> _SELECTED EXCERPT_

-------------------------

Monitoring Apache Cassandra with Prometheus: Integrating Java Exporter and Python Script

Omkar Kanase
Aug 24, 2024
7 min read

Updated: Aug 27, 2024

Introduction

Apache Cassandra is a distributed NoSQL database designed for handling large amounts of data across many commodity servers without a single point of failure. Due to its distributed nature, monitoring Cassandra becomes crucial to ensure the database's health, performance, and reliability. In this blog, we'll walk through the steps to monitor Cassandra using Prometheus, a powerful monitoring and alerting toolkit, and visualize the data with Grafana.

For those interested in setting up a Apache Cassandra DC & DR, I’ve previously covered the i process in detail. You can find the guide here.

Why Monitor Cassandra?

Monitoring Cassandra is essential for several reasons:

Performance Tuning: Continuous monitoring helps in identifying performance bottlenecks, allowing for optimizations.
Resource Utilization: Monitoring memory, CPU, and disk usage ensures efficient use of resources.
Fault Detection: Early detection of issues like node failures or slowdowns can prevent potential outages.
Scalability: Understanding the workload helps in planning the scaling of the Cassandra cluster.

Why Use Prometheus and Grafana?

Prometheus: An open-source monitoring solution that provides powerful data collection, querying, and alerting capabilities. It's highly suitable for monitoring dynamic cloud environments.
Grafana: A popular open-source visualization tool that integrates well with Prometheus, allowing for the creation of dynamic dashboards.

Architecture Overview

In this setup, we will monitor Cassandra nodes located in both the Data Center (DC) and the Disaster Recovery (DR) site. The specific IP addresses are:

Data Center (DC): 192.168.96.74 (RHEL 8)
Disaster Recovery (DR): 192.168.96.75 (RHEL 8)

To achieve comprehensive monitoring, we will employ the following components:

Java Exporter: This will be used to expose Cassandra metrics such as read/write latency, compaction tasks, and node load. It will be configured on the Cassandra nodes, including the DR machine (192.168.96.75).

-------------------------

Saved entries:
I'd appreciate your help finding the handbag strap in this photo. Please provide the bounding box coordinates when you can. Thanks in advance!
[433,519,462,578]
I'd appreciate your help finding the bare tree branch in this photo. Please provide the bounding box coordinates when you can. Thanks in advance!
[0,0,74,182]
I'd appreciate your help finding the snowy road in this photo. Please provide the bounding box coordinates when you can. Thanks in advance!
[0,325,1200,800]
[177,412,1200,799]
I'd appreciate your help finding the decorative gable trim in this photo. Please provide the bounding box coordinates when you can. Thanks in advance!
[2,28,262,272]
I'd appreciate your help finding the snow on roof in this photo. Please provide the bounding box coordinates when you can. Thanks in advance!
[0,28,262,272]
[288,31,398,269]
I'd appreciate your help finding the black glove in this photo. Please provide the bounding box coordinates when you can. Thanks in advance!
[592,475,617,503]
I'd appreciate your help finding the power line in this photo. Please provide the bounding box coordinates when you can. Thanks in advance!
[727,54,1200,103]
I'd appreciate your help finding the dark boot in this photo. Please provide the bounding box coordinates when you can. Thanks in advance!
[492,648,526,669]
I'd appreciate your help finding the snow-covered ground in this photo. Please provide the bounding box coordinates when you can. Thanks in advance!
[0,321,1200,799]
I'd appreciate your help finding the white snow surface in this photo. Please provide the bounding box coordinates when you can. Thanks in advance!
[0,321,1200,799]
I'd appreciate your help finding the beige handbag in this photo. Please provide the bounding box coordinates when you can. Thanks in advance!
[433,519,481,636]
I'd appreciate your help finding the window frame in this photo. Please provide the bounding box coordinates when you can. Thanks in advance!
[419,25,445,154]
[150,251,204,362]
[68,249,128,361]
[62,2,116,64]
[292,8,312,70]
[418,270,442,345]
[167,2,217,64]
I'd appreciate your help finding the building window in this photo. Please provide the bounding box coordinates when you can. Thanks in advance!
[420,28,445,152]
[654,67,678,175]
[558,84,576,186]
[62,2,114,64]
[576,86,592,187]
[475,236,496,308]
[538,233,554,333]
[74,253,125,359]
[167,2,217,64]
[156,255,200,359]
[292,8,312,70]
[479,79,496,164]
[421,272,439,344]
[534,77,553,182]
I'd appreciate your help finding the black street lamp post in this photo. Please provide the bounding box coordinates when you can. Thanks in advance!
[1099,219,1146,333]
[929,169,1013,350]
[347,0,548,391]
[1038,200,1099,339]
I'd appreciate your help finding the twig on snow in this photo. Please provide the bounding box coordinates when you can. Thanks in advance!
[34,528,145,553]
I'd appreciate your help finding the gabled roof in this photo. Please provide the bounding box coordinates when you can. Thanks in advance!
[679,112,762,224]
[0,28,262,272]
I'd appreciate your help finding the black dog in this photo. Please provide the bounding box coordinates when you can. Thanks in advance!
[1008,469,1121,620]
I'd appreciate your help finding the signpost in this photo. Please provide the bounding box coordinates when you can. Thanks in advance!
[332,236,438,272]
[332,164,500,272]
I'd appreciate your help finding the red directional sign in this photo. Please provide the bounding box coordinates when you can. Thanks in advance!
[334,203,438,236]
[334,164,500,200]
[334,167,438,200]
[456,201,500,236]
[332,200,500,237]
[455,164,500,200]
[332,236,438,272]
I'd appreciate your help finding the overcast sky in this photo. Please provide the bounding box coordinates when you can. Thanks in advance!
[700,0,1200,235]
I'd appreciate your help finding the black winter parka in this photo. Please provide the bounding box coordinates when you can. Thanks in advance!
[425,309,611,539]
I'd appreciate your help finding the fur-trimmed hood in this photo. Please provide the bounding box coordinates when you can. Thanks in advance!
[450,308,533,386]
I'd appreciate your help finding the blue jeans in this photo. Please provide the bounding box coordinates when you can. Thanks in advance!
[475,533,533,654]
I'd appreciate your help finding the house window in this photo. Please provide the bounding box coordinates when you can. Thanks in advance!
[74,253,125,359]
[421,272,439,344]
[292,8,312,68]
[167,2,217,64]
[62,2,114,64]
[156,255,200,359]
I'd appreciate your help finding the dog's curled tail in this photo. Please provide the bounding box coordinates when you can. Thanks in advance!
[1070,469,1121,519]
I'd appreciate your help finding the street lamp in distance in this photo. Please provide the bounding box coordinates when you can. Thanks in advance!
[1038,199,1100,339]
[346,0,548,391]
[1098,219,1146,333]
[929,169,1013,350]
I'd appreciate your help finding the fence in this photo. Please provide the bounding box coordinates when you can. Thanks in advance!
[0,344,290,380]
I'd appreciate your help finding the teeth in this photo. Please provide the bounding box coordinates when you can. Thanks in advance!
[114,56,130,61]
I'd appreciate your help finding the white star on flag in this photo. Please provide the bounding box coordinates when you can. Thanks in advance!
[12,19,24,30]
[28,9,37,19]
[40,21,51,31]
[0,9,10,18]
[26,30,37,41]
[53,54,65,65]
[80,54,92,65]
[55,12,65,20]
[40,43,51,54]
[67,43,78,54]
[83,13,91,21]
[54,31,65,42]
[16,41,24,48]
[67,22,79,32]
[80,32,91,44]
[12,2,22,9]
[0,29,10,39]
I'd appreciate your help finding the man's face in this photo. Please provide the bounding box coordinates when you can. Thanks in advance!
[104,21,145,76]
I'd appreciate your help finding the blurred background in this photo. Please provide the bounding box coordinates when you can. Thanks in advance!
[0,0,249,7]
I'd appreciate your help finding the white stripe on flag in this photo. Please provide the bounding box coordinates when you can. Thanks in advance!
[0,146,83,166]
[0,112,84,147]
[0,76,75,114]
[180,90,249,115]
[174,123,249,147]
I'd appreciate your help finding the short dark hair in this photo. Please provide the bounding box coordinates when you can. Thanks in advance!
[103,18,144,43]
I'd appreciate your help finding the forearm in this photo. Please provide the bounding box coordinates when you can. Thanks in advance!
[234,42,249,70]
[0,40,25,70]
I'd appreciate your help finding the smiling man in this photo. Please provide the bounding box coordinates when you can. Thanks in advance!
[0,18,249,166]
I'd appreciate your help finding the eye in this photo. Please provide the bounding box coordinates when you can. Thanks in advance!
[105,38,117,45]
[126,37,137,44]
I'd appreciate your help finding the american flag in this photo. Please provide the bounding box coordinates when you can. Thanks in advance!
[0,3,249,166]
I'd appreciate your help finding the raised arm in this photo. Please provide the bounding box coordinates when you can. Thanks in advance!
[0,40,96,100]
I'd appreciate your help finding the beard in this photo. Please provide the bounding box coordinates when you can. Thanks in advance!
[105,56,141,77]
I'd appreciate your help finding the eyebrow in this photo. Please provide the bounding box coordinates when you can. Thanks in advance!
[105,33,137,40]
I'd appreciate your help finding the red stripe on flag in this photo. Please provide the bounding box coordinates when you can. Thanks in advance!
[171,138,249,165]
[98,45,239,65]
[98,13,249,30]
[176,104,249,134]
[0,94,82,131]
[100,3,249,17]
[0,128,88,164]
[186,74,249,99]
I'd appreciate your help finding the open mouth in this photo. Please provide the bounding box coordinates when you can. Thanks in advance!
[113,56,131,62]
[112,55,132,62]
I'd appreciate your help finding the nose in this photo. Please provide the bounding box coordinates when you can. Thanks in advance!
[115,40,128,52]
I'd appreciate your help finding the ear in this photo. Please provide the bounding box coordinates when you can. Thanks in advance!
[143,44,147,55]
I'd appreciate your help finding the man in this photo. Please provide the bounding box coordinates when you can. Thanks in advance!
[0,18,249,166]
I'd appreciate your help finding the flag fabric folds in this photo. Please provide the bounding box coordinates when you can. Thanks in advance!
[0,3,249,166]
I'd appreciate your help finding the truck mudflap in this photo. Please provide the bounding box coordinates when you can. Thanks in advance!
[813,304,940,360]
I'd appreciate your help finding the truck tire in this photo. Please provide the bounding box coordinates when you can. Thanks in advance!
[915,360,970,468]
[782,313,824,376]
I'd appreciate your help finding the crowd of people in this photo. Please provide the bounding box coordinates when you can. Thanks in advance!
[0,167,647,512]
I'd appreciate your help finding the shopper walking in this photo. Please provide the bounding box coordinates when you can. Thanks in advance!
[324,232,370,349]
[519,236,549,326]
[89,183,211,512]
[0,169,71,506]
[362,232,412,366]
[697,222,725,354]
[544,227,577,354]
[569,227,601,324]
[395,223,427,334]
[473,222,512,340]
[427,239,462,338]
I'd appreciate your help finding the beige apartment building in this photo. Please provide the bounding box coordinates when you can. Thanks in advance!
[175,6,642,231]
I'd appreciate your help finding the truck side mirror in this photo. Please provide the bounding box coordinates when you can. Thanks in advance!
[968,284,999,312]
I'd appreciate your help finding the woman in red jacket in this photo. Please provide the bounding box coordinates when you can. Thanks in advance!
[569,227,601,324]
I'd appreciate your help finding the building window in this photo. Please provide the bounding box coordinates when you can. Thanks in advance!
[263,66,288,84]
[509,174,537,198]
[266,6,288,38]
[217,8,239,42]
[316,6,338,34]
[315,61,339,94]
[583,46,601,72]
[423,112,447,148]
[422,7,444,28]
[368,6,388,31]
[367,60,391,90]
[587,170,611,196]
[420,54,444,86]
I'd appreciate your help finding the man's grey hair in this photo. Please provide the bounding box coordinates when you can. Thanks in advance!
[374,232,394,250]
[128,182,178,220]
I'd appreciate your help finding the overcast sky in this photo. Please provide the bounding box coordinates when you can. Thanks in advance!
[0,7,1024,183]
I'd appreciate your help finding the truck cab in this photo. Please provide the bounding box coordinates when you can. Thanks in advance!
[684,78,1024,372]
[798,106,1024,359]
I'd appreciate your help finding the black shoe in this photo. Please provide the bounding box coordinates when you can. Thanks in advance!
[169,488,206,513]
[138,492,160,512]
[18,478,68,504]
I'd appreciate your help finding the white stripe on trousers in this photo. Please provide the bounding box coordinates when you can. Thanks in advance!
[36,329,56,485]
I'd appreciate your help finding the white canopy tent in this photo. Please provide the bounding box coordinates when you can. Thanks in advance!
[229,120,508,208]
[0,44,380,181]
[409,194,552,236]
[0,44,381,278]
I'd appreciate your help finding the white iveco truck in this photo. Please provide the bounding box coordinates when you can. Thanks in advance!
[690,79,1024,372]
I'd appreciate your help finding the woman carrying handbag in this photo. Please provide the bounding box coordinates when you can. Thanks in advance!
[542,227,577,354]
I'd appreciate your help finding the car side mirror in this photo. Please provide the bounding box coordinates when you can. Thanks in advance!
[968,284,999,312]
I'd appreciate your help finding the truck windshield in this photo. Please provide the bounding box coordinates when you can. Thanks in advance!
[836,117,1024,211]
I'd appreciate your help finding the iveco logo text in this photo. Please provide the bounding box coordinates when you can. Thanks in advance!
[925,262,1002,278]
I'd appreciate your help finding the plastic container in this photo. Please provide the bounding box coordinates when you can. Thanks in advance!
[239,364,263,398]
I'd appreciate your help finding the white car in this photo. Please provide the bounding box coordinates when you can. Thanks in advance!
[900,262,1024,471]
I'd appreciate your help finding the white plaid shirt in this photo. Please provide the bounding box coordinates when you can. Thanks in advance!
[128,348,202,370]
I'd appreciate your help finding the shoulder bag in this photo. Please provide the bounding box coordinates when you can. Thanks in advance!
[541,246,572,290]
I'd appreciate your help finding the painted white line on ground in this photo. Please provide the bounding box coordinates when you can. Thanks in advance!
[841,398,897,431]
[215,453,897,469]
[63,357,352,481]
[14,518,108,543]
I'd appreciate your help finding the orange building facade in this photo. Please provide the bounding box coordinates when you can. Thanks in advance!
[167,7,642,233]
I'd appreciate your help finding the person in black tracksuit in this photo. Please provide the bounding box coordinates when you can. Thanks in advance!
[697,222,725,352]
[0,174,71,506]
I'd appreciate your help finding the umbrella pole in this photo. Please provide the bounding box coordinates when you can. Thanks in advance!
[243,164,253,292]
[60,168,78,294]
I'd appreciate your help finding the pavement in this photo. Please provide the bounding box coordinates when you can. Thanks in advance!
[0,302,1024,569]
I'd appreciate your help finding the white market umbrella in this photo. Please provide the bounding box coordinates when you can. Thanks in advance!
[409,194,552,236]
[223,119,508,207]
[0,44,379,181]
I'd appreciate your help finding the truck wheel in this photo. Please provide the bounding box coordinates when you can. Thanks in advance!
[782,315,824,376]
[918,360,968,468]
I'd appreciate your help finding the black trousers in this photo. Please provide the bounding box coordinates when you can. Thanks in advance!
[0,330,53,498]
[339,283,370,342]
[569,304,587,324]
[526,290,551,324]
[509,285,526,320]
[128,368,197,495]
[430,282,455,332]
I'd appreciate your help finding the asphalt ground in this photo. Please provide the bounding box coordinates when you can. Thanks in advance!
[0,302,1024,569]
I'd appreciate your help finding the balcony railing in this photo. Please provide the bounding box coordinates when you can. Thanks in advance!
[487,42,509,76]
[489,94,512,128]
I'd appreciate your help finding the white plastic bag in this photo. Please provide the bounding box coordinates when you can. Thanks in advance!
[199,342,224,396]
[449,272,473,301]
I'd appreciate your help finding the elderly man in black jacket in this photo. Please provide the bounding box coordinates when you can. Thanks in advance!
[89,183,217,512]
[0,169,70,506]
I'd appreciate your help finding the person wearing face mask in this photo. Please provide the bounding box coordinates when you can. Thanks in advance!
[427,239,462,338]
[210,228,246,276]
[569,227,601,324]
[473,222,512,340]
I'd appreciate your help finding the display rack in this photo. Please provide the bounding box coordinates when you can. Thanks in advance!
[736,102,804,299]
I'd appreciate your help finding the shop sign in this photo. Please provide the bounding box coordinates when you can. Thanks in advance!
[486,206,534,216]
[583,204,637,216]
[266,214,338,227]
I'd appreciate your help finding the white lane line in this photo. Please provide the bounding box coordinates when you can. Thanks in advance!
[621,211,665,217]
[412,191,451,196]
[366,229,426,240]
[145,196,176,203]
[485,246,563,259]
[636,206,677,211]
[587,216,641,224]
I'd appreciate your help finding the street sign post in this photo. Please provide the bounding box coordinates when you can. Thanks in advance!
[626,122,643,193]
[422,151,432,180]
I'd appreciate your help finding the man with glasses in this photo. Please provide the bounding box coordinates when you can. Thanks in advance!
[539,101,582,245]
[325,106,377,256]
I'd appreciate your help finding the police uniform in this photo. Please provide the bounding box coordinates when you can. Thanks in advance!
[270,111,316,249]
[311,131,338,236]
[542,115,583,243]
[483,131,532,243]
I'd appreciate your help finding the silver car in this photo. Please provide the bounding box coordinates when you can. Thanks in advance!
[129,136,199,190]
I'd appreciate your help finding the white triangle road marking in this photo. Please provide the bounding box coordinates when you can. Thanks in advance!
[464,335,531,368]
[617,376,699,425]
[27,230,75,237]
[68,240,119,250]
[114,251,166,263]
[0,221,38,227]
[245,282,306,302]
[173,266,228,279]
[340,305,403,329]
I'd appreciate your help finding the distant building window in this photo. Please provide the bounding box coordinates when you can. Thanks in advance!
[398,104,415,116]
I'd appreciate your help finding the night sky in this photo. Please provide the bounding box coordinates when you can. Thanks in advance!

-------------------------

> _DIRECTIVE 1_
In the Cassandra monitoring post, what IP address is given for the Disaster Recovery site?
> _DIRECTIVE 2_
Put the records, starting with the line containing "I'd appreciate your help finding the decorative" and going on through the line containing "[727,54,1200,103]", into a Markdown table with the columns Row and Line.

> _CORRECT OUTPUT 1_
192.168.96.75

> _CORRECT OUTPUT 2_
| Row | Line |
|---|---|
| 1 | I'd appreciate your help finding the decorative gable trim in this photo. Please provide the bounding box coordinates when you can. Thanks in advance! |
| 2 | [2,28,262,272] |
| 3 | I'd appreciate your help finding the snow on roof in this photo. Please provide the bounding box coordinates when you can. Thanks in advance! |
| 4 | [0,28,262,272] |
| 5 | [288,31,398,269] |
| 6 | I'd appreciate your help finding the black glove in this photo. Please provide the bounding box coordinates when you can. Thanks in advance! |
| 7 | [592,475,617,503] |
| 8 | I'd appreciate your help finding the power line in this photo. Please provide the bounding box coordinates when you can. Thanks in advance! |
| 9 | [727,54,1200,103] |